++++ STORED RECORDS

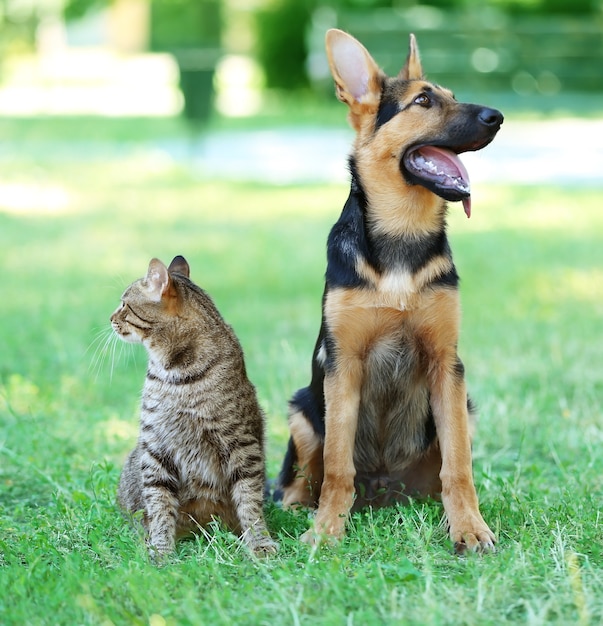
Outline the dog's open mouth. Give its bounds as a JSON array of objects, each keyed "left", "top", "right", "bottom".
[{"left": 402, "top": 146, "right": 471, "bottom": 217}]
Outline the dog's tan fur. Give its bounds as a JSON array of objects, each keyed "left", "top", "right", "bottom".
[{"left": 282, "top": 30, "right": 502, "bottom": 550}]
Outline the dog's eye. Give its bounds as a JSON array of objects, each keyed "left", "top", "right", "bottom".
[{"left": 413, "top": 93, "right": 431, "bottom": 107}]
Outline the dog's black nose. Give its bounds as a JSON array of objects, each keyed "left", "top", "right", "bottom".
[{"left": 477, "top": 107, "right": 504, "bottom": 126}]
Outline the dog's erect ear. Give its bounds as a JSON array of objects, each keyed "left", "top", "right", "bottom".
[
  {"left": 326, "top": 28, "right": 383, "bottom": 108},
  {"left": 398, "top": 33, "right": 423, "bottom": 80}
]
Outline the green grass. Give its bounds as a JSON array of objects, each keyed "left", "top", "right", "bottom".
[{"left": 0, "top": 114, "right": 603, "bottom": 626}]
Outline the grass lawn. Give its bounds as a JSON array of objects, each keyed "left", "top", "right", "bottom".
[{"left": 0, "top": 114, "right": 603, "bottom": 626}]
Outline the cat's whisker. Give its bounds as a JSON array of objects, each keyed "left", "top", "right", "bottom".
[{"left": 86, "top": 327, "right": 114, "bottom": 378}]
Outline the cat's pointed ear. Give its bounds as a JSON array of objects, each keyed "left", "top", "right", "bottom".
[
  {"left": 146, "top": 259, "right": 170, "bottom": 302},
  {"left": 168, "top": 255, "right": 191, "bottom": 278},
  {"left": 325, "top": 28, "right": 384, "bottom": 114},
  {"left": 398, "top": 33, "right": 423, "bottom": 80}
]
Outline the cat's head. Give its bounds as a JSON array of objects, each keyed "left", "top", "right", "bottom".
[{"left": 111, "top": 256, "right": 190, "bottom": 347}]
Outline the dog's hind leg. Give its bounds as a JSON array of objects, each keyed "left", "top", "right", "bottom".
[{"left": 280, "top": 410, "right": 324, "bottom": 508}]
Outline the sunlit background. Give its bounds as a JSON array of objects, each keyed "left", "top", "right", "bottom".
[{"left": 0, "top": 0, "right": 603, "bottom": 200}]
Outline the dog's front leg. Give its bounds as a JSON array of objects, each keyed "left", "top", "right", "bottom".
[
  {"left": 301, "top": 358, "right": 362, "bottom": 545},
  {"left": 431, "top": 361, "right": 495, "bottom": 553}
]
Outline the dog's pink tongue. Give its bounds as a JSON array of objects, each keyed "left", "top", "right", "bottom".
[
  {"left": 419, "top": 146, "right": 471, "bottom": 217},
  {"left": 463, "top": 196, "right": 471, "bottom": 217}
]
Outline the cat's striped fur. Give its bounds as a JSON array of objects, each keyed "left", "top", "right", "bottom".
[{"left": 111, "top": 257, "right": 277, "bottom": 555}]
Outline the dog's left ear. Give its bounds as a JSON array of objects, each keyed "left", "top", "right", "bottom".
[
  {"left": 326, "top": 28, "right": 383, "bottom": 111},
  {"left": 398, "top": 33, "right": 423, "bottom": 80}
]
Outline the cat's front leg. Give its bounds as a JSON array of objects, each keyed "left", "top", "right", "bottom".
[
  {"left": 232, "top": 475, "right": 278, "bottom": 556},
  {"left": 143, "top": 485, "right": 178, "bottom": 558}
]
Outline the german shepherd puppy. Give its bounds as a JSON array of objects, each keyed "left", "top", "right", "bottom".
[{"left": 278, "top": 29, "right": 503, "bottom": 552}]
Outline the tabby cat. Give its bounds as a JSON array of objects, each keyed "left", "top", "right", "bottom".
[{"left": 111, "top": 256, "right": 277, "bottom": 556}]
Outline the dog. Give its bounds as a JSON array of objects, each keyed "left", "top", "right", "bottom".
[{"left": 277, "top": 29, "right": 503, "bottom": 553}]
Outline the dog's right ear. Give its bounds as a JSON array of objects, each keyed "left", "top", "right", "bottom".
[{"left": 326, "top": 28, "right": 384, "bottom": 113}]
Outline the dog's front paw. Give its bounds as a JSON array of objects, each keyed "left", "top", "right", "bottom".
[
  {"left": 450, "top": 515, "right": 496, "bottom": 554},
  {"left": 300, "top": 511, "right": 346, "bottom": 546}
]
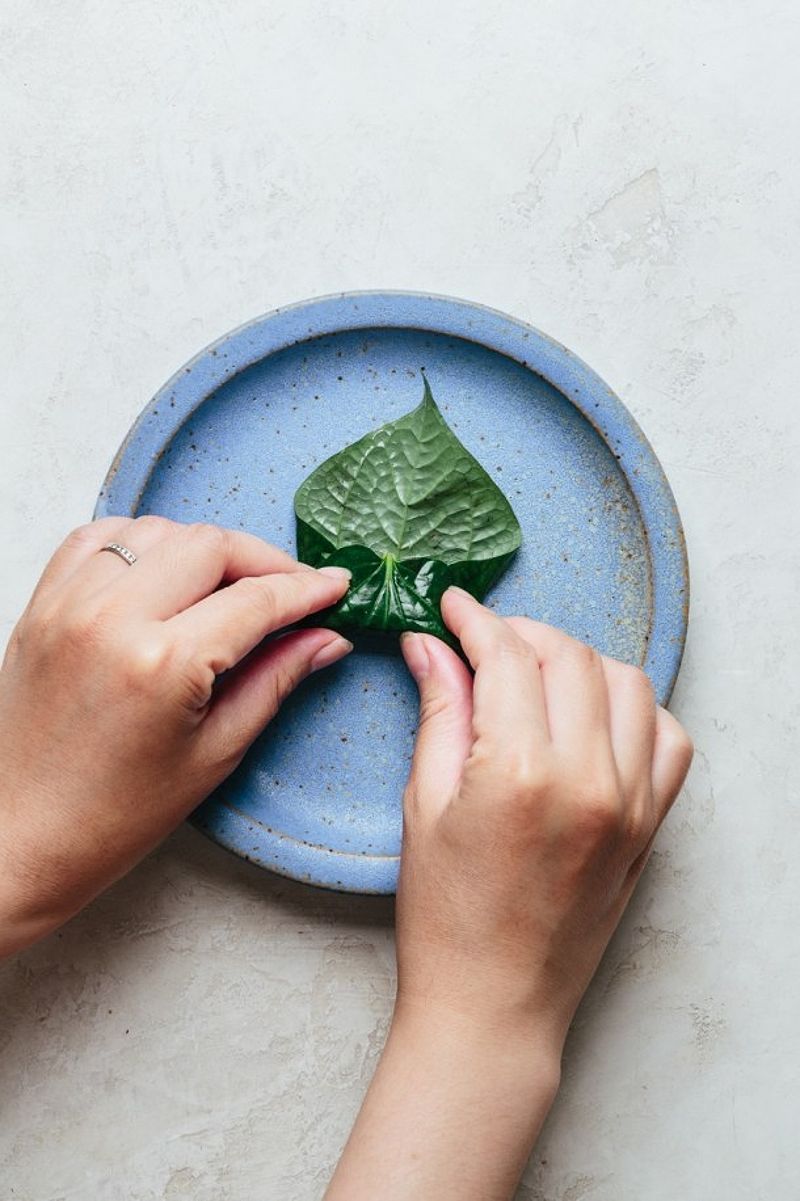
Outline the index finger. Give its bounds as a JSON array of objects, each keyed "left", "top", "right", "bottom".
[
  {"left": 167, "top": 567, "right": 350, "bottom": 675},
  {"left": 442, "top": 587, "right": 550, "bottom": 755}
]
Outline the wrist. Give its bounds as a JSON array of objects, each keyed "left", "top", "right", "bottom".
[
  {"left": 0, "top": 806, "right": 74, "bottom": 960},
  {"left": 387, "top": 997, "right": 563, "bottom": 1112}
]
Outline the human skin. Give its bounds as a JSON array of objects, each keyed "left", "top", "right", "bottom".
[
  {"left": 0, "top": 516, "right": 352, "bottom": 956},
  {"left": 0, "top": 528, "right": 692, "bottom": 1201},
  {"left": 327, "top": 590, "right": 692, "bottom": 1201}
]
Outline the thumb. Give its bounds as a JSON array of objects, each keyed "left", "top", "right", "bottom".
[{"left": 400, "top": 634, "right": 472, "bottom": 815}]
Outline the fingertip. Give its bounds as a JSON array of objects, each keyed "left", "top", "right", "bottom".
[
  {"left": 441, "top": 584, "right": 475, "bottom": 634},
  {"left": 309, "top": 634, "right": 353, "bottom": 671},
  {"left": 400, "top": 631, "right": 430, "bottom": 683},
  {"left": 317, "top": 567, "right": 353, "bottom": 586}
]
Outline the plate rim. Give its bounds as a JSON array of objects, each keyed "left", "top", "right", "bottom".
[{"left": 94, "top": 289, "right": 689, "bottom": 894}]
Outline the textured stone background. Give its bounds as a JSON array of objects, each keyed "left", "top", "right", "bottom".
[{"left": 0, "top": 0, "right": 800, "bottom": 1201}]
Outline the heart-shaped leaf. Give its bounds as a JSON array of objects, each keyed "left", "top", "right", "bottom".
[{"left": 294, "top": 380, "right": 521, "bottom": 643}]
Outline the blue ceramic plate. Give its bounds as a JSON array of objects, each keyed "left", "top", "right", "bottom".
[{"left": 96, "top": 292, "right": 688, "bottom": 892}]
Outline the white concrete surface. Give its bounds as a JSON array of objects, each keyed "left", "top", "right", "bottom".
[{"left": 0, "top": 0, "right": 800, "bottom": 1201}]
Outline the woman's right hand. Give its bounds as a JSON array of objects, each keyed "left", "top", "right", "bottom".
[
  {"left": 328, "top": 588, "right": 692, "bottom": 1201},
  {"left": 398, "top": 590, "right": 692, "bottom": 1053}
]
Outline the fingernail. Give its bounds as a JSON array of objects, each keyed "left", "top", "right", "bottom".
[
  {"left": 311, "top": 634, "right": 353, "bottom": 671},
  {"left": 317, "top": 567, "right": 353, "bottom": 582},
  {"left": 400, "top": 633, "right": 430, "bottom": 683}
]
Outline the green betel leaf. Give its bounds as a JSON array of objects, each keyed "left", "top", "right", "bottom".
[{"left": 289, "top": 380, "right": 521, "bottom": 643}]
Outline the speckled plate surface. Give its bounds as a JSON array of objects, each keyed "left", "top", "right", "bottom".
[{"left": 96, "top": 293, "right": 688, "bottom": 892}]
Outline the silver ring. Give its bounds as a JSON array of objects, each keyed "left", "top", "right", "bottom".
[{"left": 100, "top": 542, "right": 137, "bottom": 567}]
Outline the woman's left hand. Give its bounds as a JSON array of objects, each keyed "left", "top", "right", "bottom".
[{"left": 0, "top": 516, "right": 351, "bottom": 956}]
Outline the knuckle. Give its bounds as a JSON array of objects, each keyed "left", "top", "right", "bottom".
[
  {"left": 234, "top": 575, "right": 279, "bottom": 623},
  {"left": 124, "top": 631, "right": 175, "bottom": 692},
  {"left": 133, "top": 513, "right": 175, "bottom": 534},
  {"left": 615, "top": 663, "right": 656, "bottom": 707},
  {"left": 267, "top": 663, "right": 298, "bottom": 718},
  {"left": 60, "top": 602, "right": 111, "bottom": 652},
  {"left": 578, "top": 778, "right": 626, "bottom": 842},
  {"left": 64, "top": 521, "right": 97, "bottom": 550},
  {"left": 560, "top": 635, "right": 601, "bottom": 675}
]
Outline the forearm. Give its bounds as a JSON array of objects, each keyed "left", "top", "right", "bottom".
[{"left": 326, "top": 1011, "right": 560, "bottom": 1201}]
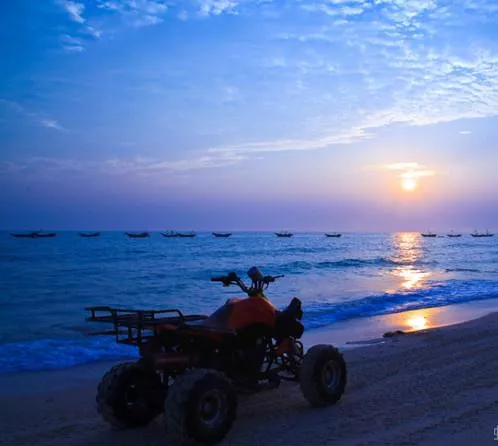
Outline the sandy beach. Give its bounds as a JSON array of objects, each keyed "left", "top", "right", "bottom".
[{"left": 0, "top": 313, "right": 498, "bottom": 446}]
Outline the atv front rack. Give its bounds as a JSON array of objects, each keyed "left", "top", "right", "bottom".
[{"left": 85, "top": 306, "right": 207, "bottom": 346}]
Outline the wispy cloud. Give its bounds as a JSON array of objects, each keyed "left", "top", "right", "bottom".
[
  {"left": 378, "top": 162, "right": 436, "bottom": 180},
  {"left": 0, "top": 98, "right": 67, "bottom": 132},
  {"left": 197, "top": 0, "right": 239, "bottom": 16},
  {"left": 40, "top": 119, "right": 66, "bottom": 131},
  {"left": 62, "top": 34, "right": 85, "bottom": 53},
  {"left": 56, "top": 0, "right": 103, "bottom": 53},
  {"left": 97, "top": 0, "right": 170, "bottom": 27},
  {"left": 0, "top": 153, "right": 246, "bottom": 178},
  {"left": 59, "top": 0, "right": 86, "bottom": 23}
]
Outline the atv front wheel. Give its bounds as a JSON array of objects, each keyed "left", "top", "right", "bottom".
[
  {"left": 299, "top": 344, "right": 347, "bottom": 407},
  {"left": 96, "top": 362, "right": 165, "bottom": 429},
  {"left": 164, "top": 369, "right": 237, "bottom": 444}
]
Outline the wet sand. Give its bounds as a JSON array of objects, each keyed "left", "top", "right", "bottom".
[{"left": 0, "top": 313, "right": 498, "bottom": 446}]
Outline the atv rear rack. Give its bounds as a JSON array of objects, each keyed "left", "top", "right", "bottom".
[{"left": 85, "top": 306, "right": 207, "bottom": 346}]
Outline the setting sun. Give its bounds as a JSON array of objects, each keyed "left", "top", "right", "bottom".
[{"left": 401, "top": 178, "right": 417, "bottom": 192}]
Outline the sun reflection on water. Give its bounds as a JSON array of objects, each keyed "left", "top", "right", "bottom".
[{"left": 387, "top": 232, "right": 431, "bottom": 292}]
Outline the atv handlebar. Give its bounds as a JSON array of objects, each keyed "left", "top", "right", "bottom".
[{"left": 211, "top": 268, "right": 284, "bottom": 295}]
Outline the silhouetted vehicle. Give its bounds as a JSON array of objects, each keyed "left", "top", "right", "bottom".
[
  {"left": 86, "top": 267, "right": 347, "bottom": 444},
  {"left": 471, "top": 231, "right": 494, "bottom": 237}
]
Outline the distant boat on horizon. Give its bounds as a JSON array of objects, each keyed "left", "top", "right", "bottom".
[
  {"left": 176, "top": 232, "right": 197, "bottom": 238},
  {"left": 78, "top": 232, "right": 100, "bottom": 238},
  {"left": 212, "top": 232, "right": 232, "bottom": 238},
  {"left": 446, "top": 231, "right": 462, "bottom": 237},
  {"left": 125, "top": 232, "right": 150, "bottom": 238},
  {"left": 470, "top": 230, "right": 494, "bottom": 237},
  {"left": 422, "top": 231, "right": 437, "bottom": 237},
  {"left": 275, "top": 231, "right": 294, "bottom": 238}
]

++++++++

■ WHAT IS REQUIRED:
Put every line from the one containing "Outline the setting" through the end of the entries above, both ends included, into a JSON list of strings, with one string per line and blank lines omitted.

■ RESPONSE BELOW:
[
  "Outline the setting sun. Give its bounds as a JSON array of objects, each keyed \"left\", \"top\", \"right\", \"bottom\".",
  "[{\"left\": 401, \"top\": 178, \"right\": 417, \"bottom\": 192}]",
  "Outline the sun reflection on water. Give its bounds as a JSON array of objects, each keyed \"left\", \"top\", \"right\", \"bottom\".",
  "[{\"left\": 387, \"top\": 232, \"right\": 431, \"bottom\": 292}]",
  "Outline the atv handlebar. Give its bounds as a JSON array of objects, each keyed \"left\", \"top\", \"right\", \"bottom\".",
  "[{\"left\": 211, \"top\": 268, \"right\": 284, \"bottom\": 295}]",
  "Outline the silhouetted vehicle. Give its bounds as a JSON array of objects, each keyed \"left\", \"top\", \"right\", \"bottom\".",
  "[",
  "  {\"left\": 86, \"top\": 267, \"right\": 347, \"bottom\": 444},",
  "  {\"left\": 471, \"top\": 231, \"right\": 494, \"bottom\": 237}",
  "]",
  "Outline the distant boat on horizon. Give its bounds as a JSON array of objects, each keyed \"left\", \"top\", \"right\", \"bottom\".",
  "[",
  "  {\"left\": 176, \"top\": 232, \"right\": 197, \"bottom\": 238},",
  "  {\"left\": 78, \"top\": 232, \"right\": 100, \"bottom\": 238},",
  "  {\"left\": 212, \"top\": 232, \"right\": 232, \"bottom\": 238},",
  "  {\"left\": 446, \"top\": 231, \"right\": 462, \"bottom\": 237},",
  "  {\"left\": 125, \"top\": 232, \"right\": 150, \"bottom\": 238},",
  "  {\"left\": 470, \"top\": 230, \"right\": 494, \"bottom\": 237},",
  "  {\"left\": 422, \"top\": 231, \"right\": 437, \"bottom\": 237},",
  "  {\"left\": 275, \"top\": 231, \"right\": 294, \"bottom\": 238}",
  "]"
]